Task description: Pick out each line of the data below that contains the word "spray".

----------------------------------------

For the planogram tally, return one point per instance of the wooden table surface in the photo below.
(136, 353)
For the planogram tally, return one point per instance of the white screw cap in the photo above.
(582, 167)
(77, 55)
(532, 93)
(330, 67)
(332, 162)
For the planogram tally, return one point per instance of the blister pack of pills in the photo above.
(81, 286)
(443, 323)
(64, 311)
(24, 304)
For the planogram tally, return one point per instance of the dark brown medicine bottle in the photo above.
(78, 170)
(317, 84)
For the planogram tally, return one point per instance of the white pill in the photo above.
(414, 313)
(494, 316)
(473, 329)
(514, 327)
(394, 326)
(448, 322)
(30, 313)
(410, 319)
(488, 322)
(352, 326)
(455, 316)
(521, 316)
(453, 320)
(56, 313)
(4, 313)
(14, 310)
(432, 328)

----------------------------------------

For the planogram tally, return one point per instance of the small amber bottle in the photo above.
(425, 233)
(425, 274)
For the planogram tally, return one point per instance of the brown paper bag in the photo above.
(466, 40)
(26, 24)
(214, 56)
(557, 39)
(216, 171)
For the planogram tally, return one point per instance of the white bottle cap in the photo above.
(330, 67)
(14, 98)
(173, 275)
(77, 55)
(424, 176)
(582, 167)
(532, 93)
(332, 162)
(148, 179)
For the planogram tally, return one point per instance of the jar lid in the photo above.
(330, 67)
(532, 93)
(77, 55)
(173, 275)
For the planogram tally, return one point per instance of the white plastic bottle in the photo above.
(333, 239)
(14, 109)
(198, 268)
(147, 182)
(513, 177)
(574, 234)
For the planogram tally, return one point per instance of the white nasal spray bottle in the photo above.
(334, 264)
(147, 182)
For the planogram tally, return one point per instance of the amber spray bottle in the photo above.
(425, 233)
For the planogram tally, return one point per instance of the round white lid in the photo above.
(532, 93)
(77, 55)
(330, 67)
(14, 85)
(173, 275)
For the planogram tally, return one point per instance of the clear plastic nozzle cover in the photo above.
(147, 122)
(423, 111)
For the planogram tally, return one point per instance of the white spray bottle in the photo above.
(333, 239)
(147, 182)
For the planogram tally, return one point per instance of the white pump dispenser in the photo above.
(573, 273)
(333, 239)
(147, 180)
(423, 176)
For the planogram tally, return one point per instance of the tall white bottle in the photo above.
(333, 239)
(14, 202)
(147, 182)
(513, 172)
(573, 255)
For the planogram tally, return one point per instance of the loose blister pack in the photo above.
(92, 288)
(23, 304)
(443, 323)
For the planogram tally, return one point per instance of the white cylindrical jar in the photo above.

----------------------------------------

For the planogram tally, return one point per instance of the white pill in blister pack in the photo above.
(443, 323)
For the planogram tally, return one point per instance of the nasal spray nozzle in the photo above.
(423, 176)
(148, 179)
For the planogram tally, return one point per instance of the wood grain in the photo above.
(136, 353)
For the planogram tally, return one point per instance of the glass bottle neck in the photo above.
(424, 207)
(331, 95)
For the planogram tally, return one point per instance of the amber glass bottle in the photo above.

----------------------------------------

Answer for this exercise:
For the planogram tally, return one point per instance of the white nasal spray bottle in the photo above.
For the planogram tally, return one point per instance of the amber spray bottle in the photo above.
For the planogram tally, return one point per instance of the white spray bottle in the photo above.
For the planogram tally, return one point per instance of the nasal spray nozzle in the photo above.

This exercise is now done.